*Exercise task*
Repeat, exactly and only, the lines from the one containing "Mark the ornate" to the last line, inclusive; do not repeat the pictures.

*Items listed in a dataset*
⟨

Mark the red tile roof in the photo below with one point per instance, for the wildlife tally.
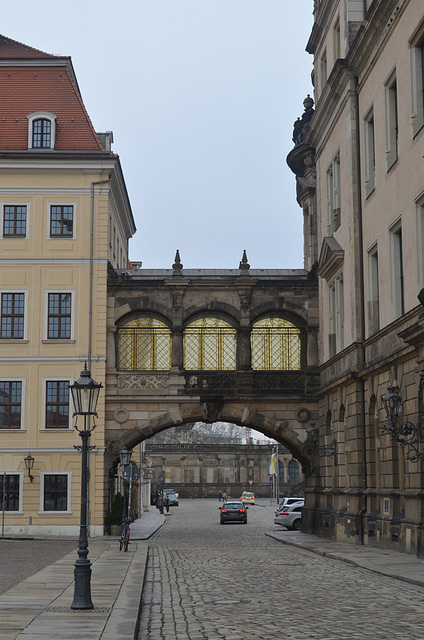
(37, 81)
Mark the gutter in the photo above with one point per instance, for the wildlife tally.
(362, 317)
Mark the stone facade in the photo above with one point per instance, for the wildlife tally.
(143, 403)
(358, 163)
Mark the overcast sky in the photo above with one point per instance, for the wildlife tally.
(201, 96)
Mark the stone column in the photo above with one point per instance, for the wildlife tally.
(312, 346)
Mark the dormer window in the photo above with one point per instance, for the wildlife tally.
(41, 133)
(41, 130)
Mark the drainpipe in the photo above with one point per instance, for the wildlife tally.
(362, 315)
(90, 301)
(90, 322)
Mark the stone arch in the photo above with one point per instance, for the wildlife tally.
(212, 410)
(142, 304)
(293, 312)
(145, 313)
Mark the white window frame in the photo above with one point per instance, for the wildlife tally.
(46, 115)
(4, 204)
(336, 313)
(25, 336)
(369, 152)
(391, 119)
(44, 381)
(323, 66)
(396, 269)
(55, 472)
(51, 204)
(337, 39)
(23, 388)
(20, 510)
(416, 72)
(46, 316)
(333, 195)
(373, 290)
(420, 242)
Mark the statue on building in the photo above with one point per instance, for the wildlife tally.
(300, 126)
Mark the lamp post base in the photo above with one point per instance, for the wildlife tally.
(82, 587)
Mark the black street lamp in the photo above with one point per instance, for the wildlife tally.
(409, 435)
(85, 394)
(125, 457)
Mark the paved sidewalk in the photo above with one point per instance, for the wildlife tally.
(38, 608)
(389, 563)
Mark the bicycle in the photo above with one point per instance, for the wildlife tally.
(125, 536)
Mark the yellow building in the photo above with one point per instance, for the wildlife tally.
(64, 215)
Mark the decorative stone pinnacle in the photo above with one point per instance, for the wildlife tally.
(244, 266)
(177, 266)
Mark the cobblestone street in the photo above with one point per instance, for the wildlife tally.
(208, 581)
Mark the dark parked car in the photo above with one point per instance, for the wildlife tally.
(172, 495)
(233, 511)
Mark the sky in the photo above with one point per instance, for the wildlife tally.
(201, 96)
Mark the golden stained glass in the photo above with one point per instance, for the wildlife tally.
(144, 343)
(210, 344)
(276, 345)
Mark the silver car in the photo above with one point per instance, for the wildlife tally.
(290, 517)
(288, 502)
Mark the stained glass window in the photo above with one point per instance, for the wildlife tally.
(210, 344)
(144, 343)
(276, 345)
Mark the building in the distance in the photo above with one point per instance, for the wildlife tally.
(358, 159)
(64, 215)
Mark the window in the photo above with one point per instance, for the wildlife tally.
(333, 195)
(369, 152)
(10, 491)
(14, 221)
(336, 39)
(416, 60)
(276, 345)
(61, 221)
(323, 69)
(210, 344)
(373, 292)
(41, 130)
(55, 491)
(293, 472)
(396, 269)
(59, 316)
(392, 123)
(41, 133)
(57, 404)
(11, 397)
(144, 343)
(12, 316)
(336, 316)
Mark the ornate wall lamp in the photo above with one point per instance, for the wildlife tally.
(29, 463)
(407, 434)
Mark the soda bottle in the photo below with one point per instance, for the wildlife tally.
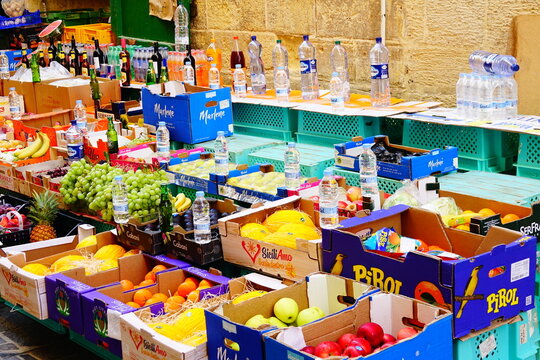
(258, 80)
(120, 200)
(292, 167)
(221, 154)
(328, 199)
(308, 70)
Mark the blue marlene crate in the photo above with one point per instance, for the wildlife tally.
(240, 146)
(436, 161)
(313, 159)
(500, 187)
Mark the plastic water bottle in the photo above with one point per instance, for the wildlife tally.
(181, 30)
(221, 154)
(380, 80)
(256, 66)
(201, 219)
(511, 96)
(484, 62)
(80, 116)
(280, 57)
(213, 77)
(120, 200)
(240, 89)
(14, 104)
(337, 93)
(308, 70)
(340, 64)
(75, 144)
(328, 199)
(4, 66)
(292, 167)
(189, 73)
(368, 176)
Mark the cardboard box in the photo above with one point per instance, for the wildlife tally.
(50, 97)
(392, 312)
(227, 322)
(102, 308)
(193, 114)
(494, 279)
(437, 161)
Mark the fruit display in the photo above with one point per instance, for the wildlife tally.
(286, 313)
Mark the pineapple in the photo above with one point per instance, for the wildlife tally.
(43, 212)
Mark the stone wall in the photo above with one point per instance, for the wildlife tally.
(429, 40)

⟩

*Result below*
Mark the ornate wall lamp in the photo above with one point per instance, for the wildlife tally.
(29, 463)
(407, 434)
Mark the soda bottle in the photo below with one point per instance, for the wildlife tally.
(258, 80)
(120, 200)
(292, 167)
(221, 154)
(328, 199)
(308, 70)
Mark the blue marlene crate in the photo above with one point per instance, for the wildlife tally.
(240, 146)
(436, 161)
(313, 159)
(500, 187)
Mark the plastic water bottle in the photo above with one point per instance, for the wildlife tally.
(181, 30)
(221, 154)
(380, 80)
(256, 66)
(201, 219)
(511, 96)
(484, 62)
(80, 116)
(280, 57)
(213, 77)
(120, 200)
(240, 89)
(14, 104)
(337, 93)
(308, 70)
(340, 64)
(75, 144)
(328, 199)
(4, 66)
(292, 167)
(189, 73)
(368, 176)
Mark the cardboard box in the photo above with one point per instance, for the wildlife tally.
(50, 97)
(392, 312)
(227, 322)
(102, 308)
(193, 114)
(494, 279)
(437, 161)
Mark the fruit display in the photo above with one point per instance, for the wildlife tally.
(286, 313)
Mark the pineapple in the photo above with one point per instance, for the wildlife tally.
(43, 212)
Mark the stone wall in the photo above with one point per instance, for the wildlife tally.
(429, 40)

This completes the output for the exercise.